[ENTRIES PROVIDED start]
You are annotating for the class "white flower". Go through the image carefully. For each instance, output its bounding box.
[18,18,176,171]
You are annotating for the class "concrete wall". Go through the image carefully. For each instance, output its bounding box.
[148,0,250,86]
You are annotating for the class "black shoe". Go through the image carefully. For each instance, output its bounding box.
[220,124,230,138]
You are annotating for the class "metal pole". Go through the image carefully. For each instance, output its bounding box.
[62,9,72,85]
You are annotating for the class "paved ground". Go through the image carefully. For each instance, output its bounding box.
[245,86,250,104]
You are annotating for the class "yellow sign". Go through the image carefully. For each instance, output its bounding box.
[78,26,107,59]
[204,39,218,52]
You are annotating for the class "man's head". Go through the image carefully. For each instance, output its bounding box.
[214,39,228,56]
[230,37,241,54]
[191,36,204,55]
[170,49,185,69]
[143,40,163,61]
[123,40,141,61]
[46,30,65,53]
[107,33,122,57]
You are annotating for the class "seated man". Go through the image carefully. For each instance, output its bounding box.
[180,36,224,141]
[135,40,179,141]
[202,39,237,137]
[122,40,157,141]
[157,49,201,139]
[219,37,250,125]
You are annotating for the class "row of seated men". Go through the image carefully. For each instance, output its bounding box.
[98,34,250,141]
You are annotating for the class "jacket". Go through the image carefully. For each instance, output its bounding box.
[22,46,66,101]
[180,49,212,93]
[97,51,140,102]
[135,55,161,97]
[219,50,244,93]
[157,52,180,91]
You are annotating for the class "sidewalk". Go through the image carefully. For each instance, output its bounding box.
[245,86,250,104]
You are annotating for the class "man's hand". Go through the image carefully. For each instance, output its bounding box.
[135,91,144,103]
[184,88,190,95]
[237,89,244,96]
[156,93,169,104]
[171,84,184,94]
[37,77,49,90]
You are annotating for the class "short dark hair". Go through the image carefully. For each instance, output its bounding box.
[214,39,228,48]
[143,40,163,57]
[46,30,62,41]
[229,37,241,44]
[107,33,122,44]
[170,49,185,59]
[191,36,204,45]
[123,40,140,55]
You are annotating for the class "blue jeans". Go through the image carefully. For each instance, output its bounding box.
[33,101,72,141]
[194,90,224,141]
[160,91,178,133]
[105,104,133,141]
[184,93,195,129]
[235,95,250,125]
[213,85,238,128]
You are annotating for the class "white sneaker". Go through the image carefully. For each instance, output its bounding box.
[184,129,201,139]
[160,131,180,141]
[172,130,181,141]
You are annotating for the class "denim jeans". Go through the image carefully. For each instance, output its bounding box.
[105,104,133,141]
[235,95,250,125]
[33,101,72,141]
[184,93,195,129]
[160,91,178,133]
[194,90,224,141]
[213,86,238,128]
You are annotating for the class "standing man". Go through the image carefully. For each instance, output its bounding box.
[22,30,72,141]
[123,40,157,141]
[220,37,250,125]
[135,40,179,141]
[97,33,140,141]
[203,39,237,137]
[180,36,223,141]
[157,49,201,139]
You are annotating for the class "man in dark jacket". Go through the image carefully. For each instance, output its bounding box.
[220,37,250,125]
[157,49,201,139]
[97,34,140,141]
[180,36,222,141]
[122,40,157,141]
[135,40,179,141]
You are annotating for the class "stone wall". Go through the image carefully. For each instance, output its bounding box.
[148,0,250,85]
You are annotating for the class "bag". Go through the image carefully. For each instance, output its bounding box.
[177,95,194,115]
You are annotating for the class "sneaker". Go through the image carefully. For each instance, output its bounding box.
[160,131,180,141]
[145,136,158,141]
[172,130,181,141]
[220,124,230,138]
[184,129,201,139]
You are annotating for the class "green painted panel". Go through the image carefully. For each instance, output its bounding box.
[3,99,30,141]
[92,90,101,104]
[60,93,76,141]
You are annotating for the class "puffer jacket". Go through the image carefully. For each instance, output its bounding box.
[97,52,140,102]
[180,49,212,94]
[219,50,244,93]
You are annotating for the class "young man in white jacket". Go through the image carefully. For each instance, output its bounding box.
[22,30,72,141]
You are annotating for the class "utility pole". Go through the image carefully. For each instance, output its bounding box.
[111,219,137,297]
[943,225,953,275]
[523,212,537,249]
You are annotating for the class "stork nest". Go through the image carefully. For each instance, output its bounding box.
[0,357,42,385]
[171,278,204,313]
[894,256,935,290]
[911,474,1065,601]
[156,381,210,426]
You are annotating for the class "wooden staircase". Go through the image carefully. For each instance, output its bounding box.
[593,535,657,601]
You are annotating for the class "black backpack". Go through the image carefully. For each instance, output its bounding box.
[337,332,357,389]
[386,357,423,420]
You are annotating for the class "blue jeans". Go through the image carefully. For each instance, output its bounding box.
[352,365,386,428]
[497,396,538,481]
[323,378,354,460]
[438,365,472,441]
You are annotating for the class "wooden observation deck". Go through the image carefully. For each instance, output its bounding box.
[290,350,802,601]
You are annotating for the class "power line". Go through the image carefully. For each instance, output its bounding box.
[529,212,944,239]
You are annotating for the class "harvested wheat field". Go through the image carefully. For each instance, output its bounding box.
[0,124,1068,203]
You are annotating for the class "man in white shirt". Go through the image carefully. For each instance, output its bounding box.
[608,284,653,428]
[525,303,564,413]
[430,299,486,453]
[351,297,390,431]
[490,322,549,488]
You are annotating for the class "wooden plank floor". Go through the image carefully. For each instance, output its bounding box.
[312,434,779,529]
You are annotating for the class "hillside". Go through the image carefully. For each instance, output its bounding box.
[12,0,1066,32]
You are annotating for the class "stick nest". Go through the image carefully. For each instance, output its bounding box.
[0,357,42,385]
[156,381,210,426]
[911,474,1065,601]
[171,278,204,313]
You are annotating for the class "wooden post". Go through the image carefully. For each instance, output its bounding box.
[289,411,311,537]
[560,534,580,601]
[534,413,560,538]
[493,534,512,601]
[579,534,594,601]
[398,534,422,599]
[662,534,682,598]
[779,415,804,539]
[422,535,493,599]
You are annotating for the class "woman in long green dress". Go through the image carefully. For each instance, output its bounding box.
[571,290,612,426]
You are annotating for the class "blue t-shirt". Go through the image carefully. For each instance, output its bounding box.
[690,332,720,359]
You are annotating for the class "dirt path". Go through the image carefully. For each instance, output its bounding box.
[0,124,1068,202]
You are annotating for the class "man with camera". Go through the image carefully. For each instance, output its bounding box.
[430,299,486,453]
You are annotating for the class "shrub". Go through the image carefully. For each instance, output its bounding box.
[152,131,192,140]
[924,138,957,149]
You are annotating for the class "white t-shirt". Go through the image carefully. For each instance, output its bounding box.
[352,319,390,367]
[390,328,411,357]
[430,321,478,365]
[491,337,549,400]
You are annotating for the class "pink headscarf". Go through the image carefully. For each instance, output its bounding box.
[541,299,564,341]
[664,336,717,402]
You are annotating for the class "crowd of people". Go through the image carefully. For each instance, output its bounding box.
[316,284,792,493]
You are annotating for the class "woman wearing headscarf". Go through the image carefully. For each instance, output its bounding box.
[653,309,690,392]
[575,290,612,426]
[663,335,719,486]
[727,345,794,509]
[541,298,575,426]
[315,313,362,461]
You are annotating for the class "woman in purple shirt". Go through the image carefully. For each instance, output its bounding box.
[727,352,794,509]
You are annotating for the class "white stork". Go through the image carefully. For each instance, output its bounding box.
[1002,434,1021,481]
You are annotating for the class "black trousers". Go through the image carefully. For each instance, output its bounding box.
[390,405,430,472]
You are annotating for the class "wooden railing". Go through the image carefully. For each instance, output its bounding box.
[ENTRIES PROVIDED end]
◆ **TASK**
Find "in long green" in the data above, then repeat that line and all lines after it exactly, ending with the final line.

◆ **RESPONSE**
You are annotating for the class "woman in long green dress". Go through the image carefully. For each instance, output its bounding box.
[571,290,612,426]
You are annotating for the class "blue t-shirt". Go through the image carefully. For each instance, output its bounding box.
[690,332,720,359]
You are annotating for the class "dirt path". Go through the image carefully. For each instance, output its bounding box.
[0,124,1068,202]
You are annotating for the class "man with camera". Go through the image carefully. For each instance, output its bounding box.
[430,299,486,453]
You are annotating for the class "shrub". Go through the image carefully. For each instance, output its bounding box.
[152,131,192,140]
[924,138,957,149]
You are annotating for the class "white t-shirt". Go through the image carefully. For each instance, output its bounding box.
[352,319,390,367]
[390,328,411,357]
[430,321,478,365]
[491,337,549,400]
You are annotating for the class "pink headscarf". Go through the image carefully. For each instance, output its bounding box.
[541,299,564,341]
[664,336,717,402]
You are annotating for the class "crowd of people". Go through the image carefully. For each instance, output its bounding box.
[316,284,792,493]
You are annotating for the class "woman wearing headscarf". Go through the image carefully. For each instance, output its bounding box.
[653,309,690,392]
[575,290,612,426]
[663,335,719,486]
[727,345,794,509]
[541,298,575,426]
[315,313,362,461]
You are annotating for the class "woman in purple shirt". Go through the image carefully. For each instance, output its bounding box.
[727,352,794,509]
You are annotating for the class "white stork". Go through the image carefully. For each instance, output its bounding box.
[1002,434,1021,481]
You are annotating for the class "black trousers". Go through the image carefully. For each instance, output its bounding box.
[390,405,430,472]
You are annotating for the class "wooden railing". Go through the image carefully. For each instance, output its bounding box.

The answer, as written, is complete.